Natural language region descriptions
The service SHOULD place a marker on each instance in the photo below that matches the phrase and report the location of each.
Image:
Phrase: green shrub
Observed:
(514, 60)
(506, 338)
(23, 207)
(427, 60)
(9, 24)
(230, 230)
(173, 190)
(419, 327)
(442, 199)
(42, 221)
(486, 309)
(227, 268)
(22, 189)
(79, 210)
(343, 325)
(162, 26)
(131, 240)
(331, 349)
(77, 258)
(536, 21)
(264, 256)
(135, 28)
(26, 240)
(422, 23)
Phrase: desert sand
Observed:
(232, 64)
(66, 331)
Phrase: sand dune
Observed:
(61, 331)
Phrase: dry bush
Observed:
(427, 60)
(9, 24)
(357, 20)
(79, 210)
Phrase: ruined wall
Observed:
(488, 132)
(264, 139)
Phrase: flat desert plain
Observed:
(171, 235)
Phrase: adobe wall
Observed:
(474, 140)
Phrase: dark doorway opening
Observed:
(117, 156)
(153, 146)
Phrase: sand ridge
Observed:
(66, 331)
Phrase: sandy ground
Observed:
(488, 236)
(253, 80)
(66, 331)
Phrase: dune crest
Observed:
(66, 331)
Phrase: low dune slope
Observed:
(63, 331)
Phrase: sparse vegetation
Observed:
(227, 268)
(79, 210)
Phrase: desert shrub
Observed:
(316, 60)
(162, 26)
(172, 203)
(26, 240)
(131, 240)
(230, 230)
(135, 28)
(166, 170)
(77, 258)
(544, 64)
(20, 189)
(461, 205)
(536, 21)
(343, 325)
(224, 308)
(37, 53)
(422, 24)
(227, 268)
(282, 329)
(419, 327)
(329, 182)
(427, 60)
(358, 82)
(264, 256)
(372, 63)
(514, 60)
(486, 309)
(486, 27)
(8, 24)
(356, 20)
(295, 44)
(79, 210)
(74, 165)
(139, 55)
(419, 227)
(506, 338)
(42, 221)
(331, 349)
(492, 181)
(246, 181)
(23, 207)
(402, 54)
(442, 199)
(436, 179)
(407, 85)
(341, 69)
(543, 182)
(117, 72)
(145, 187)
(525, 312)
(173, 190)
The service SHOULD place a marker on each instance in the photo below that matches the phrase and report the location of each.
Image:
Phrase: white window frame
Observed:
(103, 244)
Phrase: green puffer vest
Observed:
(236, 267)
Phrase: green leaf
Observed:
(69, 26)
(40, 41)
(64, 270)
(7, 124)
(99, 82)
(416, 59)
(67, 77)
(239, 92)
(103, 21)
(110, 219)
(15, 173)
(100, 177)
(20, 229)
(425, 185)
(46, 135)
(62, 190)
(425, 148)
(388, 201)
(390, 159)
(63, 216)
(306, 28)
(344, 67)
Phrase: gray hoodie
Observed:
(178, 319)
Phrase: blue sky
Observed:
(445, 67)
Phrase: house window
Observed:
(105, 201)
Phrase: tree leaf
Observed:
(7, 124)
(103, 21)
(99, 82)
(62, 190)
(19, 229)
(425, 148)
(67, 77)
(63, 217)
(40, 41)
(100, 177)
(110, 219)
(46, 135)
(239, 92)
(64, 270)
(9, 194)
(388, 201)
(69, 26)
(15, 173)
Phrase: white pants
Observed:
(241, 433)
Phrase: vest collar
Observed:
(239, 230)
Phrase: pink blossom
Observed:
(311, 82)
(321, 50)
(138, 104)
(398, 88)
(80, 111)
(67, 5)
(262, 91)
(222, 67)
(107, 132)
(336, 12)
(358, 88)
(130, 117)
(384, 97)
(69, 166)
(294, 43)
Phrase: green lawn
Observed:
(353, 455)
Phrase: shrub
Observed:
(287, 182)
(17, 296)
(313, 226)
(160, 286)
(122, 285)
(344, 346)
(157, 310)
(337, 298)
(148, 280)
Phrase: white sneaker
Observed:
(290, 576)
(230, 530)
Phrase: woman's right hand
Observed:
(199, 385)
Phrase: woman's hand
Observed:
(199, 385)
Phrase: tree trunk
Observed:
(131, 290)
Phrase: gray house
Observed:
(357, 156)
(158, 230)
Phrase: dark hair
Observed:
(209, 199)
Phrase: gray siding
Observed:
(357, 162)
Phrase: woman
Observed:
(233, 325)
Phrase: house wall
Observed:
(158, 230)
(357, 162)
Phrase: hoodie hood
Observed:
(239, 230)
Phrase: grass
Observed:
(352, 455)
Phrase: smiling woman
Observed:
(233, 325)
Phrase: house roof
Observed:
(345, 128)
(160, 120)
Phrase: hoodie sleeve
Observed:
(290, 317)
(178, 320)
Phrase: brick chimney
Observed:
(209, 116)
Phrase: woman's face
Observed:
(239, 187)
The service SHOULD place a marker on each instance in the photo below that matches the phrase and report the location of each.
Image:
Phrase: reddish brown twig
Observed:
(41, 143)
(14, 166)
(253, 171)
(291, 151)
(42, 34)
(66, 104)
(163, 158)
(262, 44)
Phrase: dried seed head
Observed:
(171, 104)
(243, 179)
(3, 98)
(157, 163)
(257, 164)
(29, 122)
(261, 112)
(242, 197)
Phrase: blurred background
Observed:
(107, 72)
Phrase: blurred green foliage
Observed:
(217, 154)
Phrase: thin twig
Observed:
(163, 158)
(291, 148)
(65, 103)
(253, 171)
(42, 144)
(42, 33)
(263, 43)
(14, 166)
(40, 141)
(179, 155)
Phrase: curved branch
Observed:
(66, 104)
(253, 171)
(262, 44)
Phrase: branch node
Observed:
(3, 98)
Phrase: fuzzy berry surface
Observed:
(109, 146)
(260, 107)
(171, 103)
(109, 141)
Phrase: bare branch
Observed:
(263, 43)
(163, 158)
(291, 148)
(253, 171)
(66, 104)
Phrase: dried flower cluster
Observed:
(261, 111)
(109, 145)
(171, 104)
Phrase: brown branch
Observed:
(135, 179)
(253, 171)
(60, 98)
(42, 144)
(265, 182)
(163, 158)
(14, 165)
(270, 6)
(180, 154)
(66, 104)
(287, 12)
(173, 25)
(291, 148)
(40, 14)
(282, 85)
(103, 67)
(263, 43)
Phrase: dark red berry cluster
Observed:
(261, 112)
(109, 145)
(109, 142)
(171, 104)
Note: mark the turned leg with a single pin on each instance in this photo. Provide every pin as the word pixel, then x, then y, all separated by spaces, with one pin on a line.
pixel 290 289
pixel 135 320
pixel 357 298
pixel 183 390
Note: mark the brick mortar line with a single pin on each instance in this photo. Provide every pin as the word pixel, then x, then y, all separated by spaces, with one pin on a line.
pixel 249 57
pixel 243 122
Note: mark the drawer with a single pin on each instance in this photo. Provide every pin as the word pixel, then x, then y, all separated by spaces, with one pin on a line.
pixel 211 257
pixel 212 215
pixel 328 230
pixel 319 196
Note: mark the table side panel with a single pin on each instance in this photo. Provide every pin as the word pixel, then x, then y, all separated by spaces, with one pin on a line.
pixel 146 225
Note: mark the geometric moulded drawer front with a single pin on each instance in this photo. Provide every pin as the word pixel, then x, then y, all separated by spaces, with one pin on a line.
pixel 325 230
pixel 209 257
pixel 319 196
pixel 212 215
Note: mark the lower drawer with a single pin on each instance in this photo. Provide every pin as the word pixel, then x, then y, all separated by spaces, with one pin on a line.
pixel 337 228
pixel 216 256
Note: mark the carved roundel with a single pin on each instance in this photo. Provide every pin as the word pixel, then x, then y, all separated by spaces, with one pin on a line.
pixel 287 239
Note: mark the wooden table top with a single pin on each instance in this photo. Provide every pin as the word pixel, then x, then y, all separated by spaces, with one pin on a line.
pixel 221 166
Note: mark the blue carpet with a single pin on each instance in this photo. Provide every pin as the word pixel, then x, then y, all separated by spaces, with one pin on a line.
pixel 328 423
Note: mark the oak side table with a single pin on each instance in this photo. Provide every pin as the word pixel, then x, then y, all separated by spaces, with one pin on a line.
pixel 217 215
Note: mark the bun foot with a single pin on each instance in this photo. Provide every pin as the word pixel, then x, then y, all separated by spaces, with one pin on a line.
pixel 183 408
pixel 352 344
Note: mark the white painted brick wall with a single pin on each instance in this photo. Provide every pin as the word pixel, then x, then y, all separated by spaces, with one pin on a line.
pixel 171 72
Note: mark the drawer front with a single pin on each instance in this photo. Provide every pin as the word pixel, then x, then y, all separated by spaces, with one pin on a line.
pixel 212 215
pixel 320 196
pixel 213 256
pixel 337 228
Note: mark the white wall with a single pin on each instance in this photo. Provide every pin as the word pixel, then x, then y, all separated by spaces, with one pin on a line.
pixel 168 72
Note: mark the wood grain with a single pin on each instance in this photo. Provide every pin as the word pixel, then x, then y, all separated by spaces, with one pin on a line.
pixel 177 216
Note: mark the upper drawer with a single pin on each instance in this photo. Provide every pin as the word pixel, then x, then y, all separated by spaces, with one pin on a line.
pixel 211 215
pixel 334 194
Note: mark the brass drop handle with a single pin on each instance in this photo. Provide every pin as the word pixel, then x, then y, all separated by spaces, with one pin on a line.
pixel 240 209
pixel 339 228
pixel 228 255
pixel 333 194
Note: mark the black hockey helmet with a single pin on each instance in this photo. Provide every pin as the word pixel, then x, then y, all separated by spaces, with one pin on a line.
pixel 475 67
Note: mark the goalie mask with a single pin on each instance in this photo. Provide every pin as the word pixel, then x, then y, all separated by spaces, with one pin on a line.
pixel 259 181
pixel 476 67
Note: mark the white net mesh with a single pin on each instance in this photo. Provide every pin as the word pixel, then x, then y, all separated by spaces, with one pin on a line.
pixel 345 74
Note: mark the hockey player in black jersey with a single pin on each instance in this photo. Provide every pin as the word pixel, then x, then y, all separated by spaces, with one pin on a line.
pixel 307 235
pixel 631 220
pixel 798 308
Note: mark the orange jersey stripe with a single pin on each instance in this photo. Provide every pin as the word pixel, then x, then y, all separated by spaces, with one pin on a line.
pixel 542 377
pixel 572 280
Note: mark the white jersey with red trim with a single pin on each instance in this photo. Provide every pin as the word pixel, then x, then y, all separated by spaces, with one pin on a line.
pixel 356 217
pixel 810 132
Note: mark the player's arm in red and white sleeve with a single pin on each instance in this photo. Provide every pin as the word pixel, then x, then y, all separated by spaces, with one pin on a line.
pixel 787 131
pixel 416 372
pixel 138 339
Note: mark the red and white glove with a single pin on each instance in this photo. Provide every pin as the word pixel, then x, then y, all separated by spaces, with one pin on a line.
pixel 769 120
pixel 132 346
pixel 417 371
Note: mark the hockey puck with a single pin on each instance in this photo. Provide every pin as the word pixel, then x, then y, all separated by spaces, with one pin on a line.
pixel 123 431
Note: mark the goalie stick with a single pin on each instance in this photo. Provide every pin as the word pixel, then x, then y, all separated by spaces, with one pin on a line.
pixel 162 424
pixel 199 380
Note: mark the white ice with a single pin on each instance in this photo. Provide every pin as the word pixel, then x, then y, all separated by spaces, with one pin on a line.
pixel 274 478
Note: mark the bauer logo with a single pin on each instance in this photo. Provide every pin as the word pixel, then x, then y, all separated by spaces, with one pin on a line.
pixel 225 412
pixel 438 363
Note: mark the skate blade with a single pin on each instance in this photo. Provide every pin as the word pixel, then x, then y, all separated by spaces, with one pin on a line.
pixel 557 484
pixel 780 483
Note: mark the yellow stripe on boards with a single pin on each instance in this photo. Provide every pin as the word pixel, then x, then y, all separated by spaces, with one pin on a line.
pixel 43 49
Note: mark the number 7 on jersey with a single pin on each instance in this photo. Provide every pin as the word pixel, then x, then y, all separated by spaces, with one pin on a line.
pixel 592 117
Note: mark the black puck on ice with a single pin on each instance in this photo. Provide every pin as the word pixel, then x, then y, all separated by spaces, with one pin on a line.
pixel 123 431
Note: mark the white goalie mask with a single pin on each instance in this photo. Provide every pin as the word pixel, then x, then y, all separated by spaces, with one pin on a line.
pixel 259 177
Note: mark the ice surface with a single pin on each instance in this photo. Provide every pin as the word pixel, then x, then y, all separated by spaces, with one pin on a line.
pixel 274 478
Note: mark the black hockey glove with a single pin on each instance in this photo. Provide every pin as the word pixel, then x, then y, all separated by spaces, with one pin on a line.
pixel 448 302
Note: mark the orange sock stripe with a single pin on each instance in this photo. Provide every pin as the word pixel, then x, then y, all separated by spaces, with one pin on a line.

What to work on:
The answer must consist of every line above that contains the word "hoodie".

Task output:
Phrase: gray hoodie
Phrase: hoodie hood
Phrase: hoodie sleeve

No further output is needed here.